--- PAGE EXTRACT ---

My freshman year at Morehouse College was supposed to be a major turning point -- both academically and personally. No longer in Baltimore, I was trying to start over in a new city and at a new school. By attending a historically Black college, I thought I would finally have a chance to thrive in an environment that encouraged and respected young Black men.
So, I was upset when coronavirus forced the college to shut down. It meant that I would be returning to Baltimore to complete my second semester online. It also meant that I would have to find a new part-time job, since I could no longer work at the restaurant in Atlanta where I had been employed. My only option was at a local Amazon warehouse, where I was put on the overnight shift.
I took it, but then began the daunting task of balancing my schoolwork during the daytime and my Amazon work at night. So, how did I find that balance?
By returning to the basics, meaning my Christian faith. Even though the pandemic had challenged my faith in God -- how could a righteous and just God allow for so much pain and suffering -- I still believed it would be critical to weathering this extraordinarily challenging time. Fortunately, my church -- Healthy Choice Ministries -- is still active on Zoom. Bishop Aubrey A. Harley hosts virtual bible study sessions on Wednesday, religious services on Saturday and corporate prayer, when the church comes together to pray for a common goal, on Sunday.

--- RECORDS PROVIDED ---

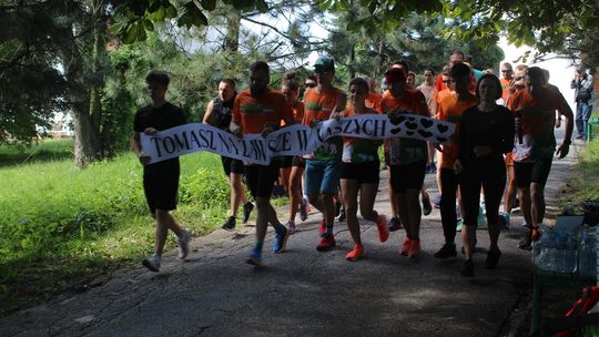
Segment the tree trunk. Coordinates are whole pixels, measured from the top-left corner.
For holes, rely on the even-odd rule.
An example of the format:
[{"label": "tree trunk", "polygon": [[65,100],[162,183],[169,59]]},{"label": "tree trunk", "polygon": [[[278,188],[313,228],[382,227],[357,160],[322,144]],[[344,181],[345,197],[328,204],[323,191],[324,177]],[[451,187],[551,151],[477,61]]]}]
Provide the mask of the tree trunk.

---

* [ACTIVITY LIST]:
- 1) Transcribe the stretch of the Morehouse essay from "So, I was upset" through "find that balance?".
- 2) Which activities does the church hold on Zoom according to the Morehouse essay, and on which day is each held?
- 3) Answer these questions from the Morehouse essay:
(a) Where was the writer employed before the college shut down?
(b) Which shift was the writer given at the Amazon warehouse?
(c) What is the name of the writer's church?

* [COMPLETED EXERCISE]:
- 1)
So, I was upset when coronavirus forced the college to shut down. It meant that I would be returning to Baltimore to complete my second semester online. It also meant that I would have to find a new part-time job, since I could no longer work at the restaurant in Atlanta where I had been employed. My only option was at a local Amazon warehouse, where I was put on the overnight shift.
I took it, but then began the daunting task of balancing my schoolwork during the daytime and my Amazon work at night. So, how did I find that balance?

- 2)
- Virtual bible study sessions: Wednesday
- Religious services: Saturday
- Corporate prayer: Sunday

- 3)
(a) At a restaurant in Atlanta
(b) The overnight shift
(c) Healthy Choice Ministries